═══ TEXT UNDER STUDY

The Merger that Formed Aventis
It was the merger of Hoescht Marion Roussel, a German chemical and pharmaceutical giant that ranked 13th in worldwide pharmaceutical sales, and of Rhone-Poulenc Rorer, a French pharmaceutical, chemical and agro-chemical company that ranked 17th in the same list that hence formed Aventis in 1999. It was a time when mergers of companies were taking place in the pharmaceutical industry because it proved to be a wise decision to make. Four reasons were cited in the case, to wit: 1) the reduction of drug prices was becoming the foremost goal and focus of governments and private health insurers; 2) the research and development costs pertaining to each new successfully launched drug is increasing; 3) generic drugs have already penetrated the markets and are competing with their brand names; and, 4) parallel trading across Europe has been used by traders and wholesalers to maximize their profits to the detriment of the manufacturing pharmaceutical companies. (Margolis & Knoop, 2004).
In the light of these setbacks, Aventis was seen to take advantages of synergies that would come out of the merger of the two companies. Something as positive as this had to happen in the favor of the merged companies both to provide morale boost to the everybody in the newly formed company and to somehow give the financial community reasons for looking favorably at the merger as a wise and merit-bringing move for both companies. These they had to achieve despite the reasons behind the skepticism of the financial analysts which included moderate synergies between the two companies, and the fact that both companies were battling huge debts, weak margins, high development costs and limited product pipelines. (Margolis & Knoop, 2004).

══════
═══ RECORD EXCERPTS

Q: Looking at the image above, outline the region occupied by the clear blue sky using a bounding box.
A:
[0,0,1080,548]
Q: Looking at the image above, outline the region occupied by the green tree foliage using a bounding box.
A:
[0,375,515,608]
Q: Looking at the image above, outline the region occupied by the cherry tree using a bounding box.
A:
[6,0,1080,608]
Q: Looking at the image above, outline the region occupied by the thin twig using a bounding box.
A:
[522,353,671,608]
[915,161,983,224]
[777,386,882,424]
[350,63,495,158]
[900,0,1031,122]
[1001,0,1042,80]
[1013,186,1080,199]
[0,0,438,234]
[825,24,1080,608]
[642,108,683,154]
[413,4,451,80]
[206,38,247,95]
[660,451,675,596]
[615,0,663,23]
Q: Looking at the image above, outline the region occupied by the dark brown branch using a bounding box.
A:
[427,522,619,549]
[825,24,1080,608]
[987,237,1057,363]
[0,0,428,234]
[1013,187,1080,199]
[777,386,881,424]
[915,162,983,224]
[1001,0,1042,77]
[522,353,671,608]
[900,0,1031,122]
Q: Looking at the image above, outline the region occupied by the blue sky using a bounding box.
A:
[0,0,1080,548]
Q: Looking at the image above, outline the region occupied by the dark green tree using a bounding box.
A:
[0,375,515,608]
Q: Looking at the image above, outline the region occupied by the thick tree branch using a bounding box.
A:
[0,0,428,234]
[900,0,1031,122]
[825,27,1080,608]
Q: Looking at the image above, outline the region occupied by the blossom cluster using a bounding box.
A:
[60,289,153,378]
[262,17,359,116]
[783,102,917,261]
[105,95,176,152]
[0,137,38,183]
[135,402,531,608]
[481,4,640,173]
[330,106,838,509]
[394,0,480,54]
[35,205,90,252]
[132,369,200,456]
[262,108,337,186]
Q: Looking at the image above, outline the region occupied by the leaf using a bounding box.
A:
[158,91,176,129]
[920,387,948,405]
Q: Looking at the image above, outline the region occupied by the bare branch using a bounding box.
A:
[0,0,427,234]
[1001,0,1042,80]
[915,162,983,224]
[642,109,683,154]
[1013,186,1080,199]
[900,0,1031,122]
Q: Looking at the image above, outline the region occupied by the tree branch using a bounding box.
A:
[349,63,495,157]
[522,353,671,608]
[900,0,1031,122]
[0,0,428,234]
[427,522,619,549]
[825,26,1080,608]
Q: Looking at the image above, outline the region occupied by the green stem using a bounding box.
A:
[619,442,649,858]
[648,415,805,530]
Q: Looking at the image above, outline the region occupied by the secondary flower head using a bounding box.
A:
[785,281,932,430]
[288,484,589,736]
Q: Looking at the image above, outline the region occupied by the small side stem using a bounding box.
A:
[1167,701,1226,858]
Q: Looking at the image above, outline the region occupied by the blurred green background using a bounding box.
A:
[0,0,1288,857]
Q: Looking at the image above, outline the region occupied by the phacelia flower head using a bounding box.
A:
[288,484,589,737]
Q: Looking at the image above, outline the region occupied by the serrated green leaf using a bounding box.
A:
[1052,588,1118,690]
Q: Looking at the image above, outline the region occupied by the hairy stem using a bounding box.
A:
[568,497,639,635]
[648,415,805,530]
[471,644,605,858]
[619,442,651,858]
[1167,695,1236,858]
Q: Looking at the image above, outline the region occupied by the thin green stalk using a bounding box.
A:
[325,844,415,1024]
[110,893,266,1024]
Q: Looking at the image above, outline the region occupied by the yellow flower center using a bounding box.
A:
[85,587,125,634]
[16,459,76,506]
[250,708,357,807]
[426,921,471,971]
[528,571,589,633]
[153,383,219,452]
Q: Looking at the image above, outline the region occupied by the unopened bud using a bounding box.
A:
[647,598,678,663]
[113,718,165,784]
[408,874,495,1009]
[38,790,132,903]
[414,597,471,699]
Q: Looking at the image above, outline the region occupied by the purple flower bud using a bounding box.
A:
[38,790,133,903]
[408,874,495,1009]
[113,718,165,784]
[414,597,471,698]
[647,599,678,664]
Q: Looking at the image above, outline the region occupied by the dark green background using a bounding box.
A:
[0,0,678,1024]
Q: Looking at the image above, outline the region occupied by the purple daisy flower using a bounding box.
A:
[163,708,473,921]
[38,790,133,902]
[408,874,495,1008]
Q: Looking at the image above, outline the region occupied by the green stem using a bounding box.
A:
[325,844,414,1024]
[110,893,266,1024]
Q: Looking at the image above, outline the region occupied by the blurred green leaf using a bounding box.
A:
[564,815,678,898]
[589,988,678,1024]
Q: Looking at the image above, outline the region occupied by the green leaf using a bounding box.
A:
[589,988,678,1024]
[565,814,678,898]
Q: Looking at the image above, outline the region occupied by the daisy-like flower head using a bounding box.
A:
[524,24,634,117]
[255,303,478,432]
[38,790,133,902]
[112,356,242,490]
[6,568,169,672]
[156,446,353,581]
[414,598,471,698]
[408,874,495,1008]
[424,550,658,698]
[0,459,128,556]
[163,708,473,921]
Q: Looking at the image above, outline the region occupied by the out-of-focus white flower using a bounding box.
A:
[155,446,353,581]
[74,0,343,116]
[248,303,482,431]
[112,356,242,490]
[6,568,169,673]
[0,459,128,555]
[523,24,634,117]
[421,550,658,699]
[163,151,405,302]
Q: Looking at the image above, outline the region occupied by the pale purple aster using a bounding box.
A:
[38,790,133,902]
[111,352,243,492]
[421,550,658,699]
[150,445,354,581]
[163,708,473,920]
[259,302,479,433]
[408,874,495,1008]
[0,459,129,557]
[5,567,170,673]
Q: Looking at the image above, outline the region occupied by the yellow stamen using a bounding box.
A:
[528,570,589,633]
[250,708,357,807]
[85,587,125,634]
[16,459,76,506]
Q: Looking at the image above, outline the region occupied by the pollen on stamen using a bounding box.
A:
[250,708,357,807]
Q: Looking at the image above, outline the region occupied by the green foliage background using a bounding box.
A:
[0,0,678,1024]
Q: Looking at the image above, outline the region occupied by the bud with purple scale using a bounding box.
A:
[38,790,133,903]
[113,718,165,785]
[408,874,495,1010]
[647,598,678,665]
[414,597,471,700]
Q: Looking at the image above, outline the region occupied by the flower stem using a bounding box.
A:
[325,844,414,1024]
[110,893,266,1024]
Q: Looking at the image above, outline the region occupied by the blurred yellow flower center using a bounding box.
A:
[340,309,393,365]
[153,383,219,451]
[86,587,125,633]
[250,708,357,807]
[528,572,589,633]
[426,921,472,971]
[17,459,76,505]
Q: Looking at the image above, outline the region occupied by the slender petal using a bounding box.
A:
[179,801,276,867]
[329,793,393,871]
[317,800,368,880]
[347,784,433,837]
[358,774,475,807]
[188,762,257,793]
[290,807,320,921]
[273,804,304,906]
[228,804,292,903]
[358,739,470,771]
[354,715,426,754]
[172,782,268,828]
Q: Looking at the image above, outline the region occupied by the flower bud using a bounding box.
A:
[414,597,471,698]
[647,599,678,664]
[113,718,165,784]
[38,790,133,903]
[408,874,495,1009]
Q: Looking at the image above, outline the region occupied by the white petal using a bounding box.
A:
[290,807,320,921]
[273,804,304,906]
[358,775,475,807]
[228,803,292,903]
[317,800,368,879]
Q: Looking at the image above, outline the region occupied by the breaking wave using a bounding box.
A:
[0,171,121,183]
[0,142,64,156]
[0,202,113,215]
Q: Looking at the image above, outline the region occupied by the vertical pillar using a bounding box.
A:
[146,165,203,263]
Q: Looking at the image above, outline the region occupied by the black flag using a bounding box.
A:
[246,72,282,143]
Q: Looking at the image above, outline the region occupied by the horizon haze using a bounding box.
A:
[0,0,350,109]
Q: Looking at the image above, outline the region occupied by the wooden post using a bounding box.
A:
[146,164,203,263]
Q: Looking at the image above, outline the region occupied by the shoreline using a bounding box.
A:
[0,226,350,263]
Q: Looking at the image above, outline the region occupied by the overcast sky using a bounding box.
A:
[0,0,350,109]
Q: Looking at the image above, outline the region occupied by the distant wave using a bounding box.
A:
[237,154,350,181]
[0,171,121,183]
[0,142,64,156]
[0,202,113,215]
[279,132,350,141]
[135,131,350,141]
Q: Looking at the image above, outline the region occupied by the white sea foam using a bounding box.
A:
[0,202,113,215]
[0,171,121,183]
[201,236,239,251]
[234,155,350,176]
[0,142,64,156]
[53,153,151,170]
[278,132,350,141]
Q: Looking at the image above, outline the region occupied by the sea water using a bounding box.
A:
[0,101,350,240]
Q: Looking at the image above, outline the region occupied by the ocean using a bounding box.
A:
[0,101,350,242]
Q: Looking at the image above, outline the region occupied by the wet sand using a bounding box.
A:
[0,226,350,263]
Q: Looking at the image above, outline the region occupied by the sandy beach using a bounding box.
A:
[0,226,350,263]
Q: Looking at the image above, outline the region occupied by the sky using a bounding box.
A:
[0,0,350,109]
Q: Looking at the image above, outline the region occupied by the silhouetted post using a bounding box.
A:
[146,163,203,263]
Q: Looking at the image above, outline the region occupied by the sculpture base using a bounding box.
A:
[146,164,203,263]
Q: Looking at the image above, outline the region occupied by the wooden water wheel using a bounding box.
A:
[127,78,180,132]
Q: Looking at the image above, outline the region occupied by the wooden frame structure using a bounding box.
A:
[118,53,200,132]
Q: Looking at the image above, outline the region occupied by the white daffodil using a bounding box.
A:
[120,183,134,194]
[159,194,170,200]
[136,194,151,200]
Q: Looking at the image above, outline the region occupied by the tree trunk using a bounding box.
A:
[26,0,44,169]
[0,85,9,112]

══════

:: EXERCISE DIRECTIONS ::
From the text about the merger that formed Aventis, write out the stretch from "In the light" through "pipelines. (Margolis & Knoop, 2004).".

:: ANSWER BELOW ::
In the light of these setbacks, Aventis was seen to take advantages of synergies that would come out of the merger of the two companies. Something as positive as this had to happen in the favor of the merged companies both to provide morale boost to the everybody in the newly formed company and to somehow give the financial community reasons for looking favorably at the merger as a wise and merit-bringing move for both companies. These they had to achieve despite the reasons behind the skepticism of the financial analysts which included moderate synergies between the two companies, and the fact that both companies were battling huge debts, weak margins, high development costs and limited product pipelines. (Margolis & Knoop, 2004).